◆ **Source excerpt**:
-=-=-
Connecting switches to the P-ROC
The P-ROC has a bunch of comparator circuits, similar to WPC and Stern CPU boards, to detect when your machine's switches change state. To make it easy on people who want to use their P-ROC in an existing WPC or Stern machine, the P-ROC has practically the same set of switch connectors that WPC and Stern CPU boards have. When replacing one of those boards, it's therefore a simple matter to plug all of the existing cables directly onto the P-ROC. Refer to the P-ROC Connector Mappings document for a mapping of WPC and Stern switch connectors to P-ROC switch connectors.
Dedicated and Matrixed Switches
The P-ROC has support for the following dedicated and matrixed switch configurations:
- 32 dedicated switch inputs and an 8x8 switch matrix (96 switches total)
- 24 dedicated switch inputs and an 8x16 switch matrix (152 switches total)
If you're using the P-ROC in a machine with custom wiring, you're free to connect your switch wires to any of the available switch connectors on the P-ROC. Some of the connectors are 0.100" pitch (WPC-style), and others are 0.156" (Stern-style). Refer to the P-ROC Board Specifications for a detailed list of all of the switch connectors on the board.
The dedicated and matrixed switch inputs on the P-ROC use a voltage reference that comes from the power cable you use to power the P-ROC. In a WPC machine, the power cable provides 12V to the switch logic, and the comparator reference is 6V. In a Stern machine, the power cable provides 5V to the switch logic, and the comparator reference is 2.5V. When using the 4-pin ATX power supply style power connector, it works like a WPC machine with 12V on the switch logic and a comparator reference of 6V.
Connecting Dedicated Switches
All of the dedicated switch inputs on the P-ROC have pull-up resistors to the switch power rail (12V or 5V as mentioned above). Therefore, when a switch input is unused, the P-ROC will pull the line up to the switch power rail.
When wiring dedicated mechanical switches on your machine, make sure to wire them between the desired switch input and ground. When the switch is open, the corresponding pull-up resistor on the P-ROC will pull the line high. When the switch is closed, a connection to ground is made, and the P-ROC will see the line go low and detect the closing switch event. When the switch is opened again, the P-ROC will see the line go high and detect the opening switch event.
Dedicated opto switches consist of an IR transmitter and a IR phototransistor (receiver). The transmitter gets connected directly to power through a current limiting resistor (resistor value depends on the power level and the specific type of IR transmitter you use) so that it always transmits. The phototransistor works similarly to a mechanical switch except reversed. The circuit is pulled high on the P-ROC when not enough light is detected by the phototransistor (ie. when a ball is blocking the light) and driven low when the light is not blocked.
Connecting Matrixed Switches
The P-ROC supports switch matrixes up to 8x16. When in use, the matrix functionality automatically scans the matrix, capturing switch events on each switch in the matrix as they occur.
The topology of the matrix is 8 outputs (columns) and 16 inputs (rows). Refer to the P-ROC Board Specifications for a detailed listing of the connectors to use when wiring up your matrix. To use the full 8x16 matrix, you'll need to use the 0.156" pitch connectors. If you only need an 8x8 matrix, you can use either the 0.100" or 0.156" pitch connectors.
-=-=-
◆ **Exercise tasks**:
a. Transcribe the portion of the P-ROC switch wiring guide that opens with the words containing "The dedicated and" and closes with "switch power rail.".
b. Write the next part of the P-ROC switch wiring guide, starting after its final sentence.
-=-=-
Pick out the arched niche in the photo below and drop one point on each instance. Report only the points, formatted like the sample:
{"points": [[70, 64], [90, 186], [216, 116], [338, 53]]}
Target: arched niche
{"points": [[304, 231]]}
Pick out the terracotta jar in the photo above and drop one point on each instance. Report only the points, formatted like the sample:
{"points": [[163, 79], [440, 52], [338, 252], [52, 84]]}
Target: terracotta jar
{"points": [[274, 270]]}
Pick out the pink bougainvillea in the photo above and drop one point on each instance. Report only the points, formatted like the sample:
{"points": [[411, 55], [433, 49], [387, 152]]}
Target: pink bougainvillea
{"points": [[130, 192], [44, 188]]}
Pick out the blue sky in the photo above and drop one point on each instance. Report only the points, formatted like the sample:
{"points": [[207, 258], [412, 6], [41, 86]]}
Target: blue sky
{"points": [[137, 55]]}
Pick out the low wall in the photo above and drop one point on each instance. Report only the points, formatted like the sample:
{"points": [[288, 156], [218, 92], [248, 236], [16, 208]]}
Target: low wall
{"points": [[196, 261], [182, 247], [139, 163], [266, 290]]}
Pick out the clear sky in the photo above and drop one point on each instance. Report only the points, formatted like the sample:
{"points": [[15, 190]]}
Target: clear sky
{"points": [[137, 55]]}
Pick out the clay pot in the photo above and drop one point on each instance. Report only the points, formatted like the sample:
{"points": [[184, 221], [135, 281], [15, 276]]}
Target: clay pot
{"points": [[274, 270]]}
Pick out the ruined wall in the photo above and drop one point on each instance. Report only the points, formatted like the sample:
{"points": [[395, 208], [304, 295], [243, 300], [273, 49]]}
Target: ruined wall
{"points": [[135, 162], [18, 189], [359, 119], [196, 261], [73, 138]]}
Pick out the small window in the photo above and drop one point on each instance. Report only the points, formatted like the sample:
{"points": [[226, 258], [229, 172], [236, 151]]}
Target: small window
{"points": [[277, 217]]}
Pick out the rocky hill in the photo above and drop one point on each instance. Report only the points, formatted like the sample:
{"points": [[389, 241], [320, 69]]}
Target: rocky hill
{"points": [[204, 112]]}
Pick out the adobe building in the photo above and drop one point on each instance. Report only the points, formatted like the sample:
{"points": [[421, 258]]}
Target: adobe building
-=-=-
◆ **Written answers**:
a.
The dedicated and matrixed switch inputs on the P-ROC use a voltage reference that comes from the power cable you use to power the P-ROC. In a WPC machine, the power cable provides 12V to the switch logic, and the comparator reference is 6V. In a Stern machine, the power cable provides 5V to the switch logic, and the comparator reference is 2.5V. When using the 4-pin ATX power supply style power connector, it works like a WPC machine with 12V on the switch logic and a comparator reference of 6V.
Connecting Dedicated Switches
All of the dedicated switch inputs on the P-ROC have pull-up resistors to the switch power rail (12V or 5V as mentioned above). Therefore, when a switch input is unused, the P-ROC will pull the line up to the switch power rail.

b.
When the P-ROC is scanning the matrix, it will drive each matrix output low, one at a time, while capturing the states on each of the inputs. By iterating through each output, it can capture the states of each and every switch on the matrix in a very short amount of time, configurable down to 1 millisecond.
All switches on your matrix need to have a 1N4004 or equivalent diode in series with the switch. It doesn't matter which side of the switch the diode is on. Just make sure to orient the diode so the bar end points towards the P-ROC matrix output.
Unlike mechanical switches, which can be used on a matrix input in the same fashion as a dedicated input (with the addition of a diode), opto switches require some more circuitry. There are a few reasons for this, but the primary reason is that opto circuits are constantly active. In other words, the IR transmitter is constantly sending light, and the phototransistor is constantly trying to detect light. This means the output of the phototransistor is always active. Therefore, if it shares a P-ROC matrix input with other switches, it will corrupt the detected states of the other switches.
This issue is resolved, as shown in the diagram below, by adding a comparator circuit that compares the output of a phototransistor to a P-ROC matrix output reference. The P-ROC matrix output reference needs to be generated by even more circuitry (not shown) so that the phototransistors output is only relevant when the P-ROC matrix output is active. In other words, when the P-ROC matrix output is active (driven low), the phototransistor's output determines whether the P-ROC matrix input is driven low or pulled high. When the P-ROC matrix output is inactive, the phototransistor's output will result in the P-ROC matrix input being pulled high, regardless of the amount of light detected.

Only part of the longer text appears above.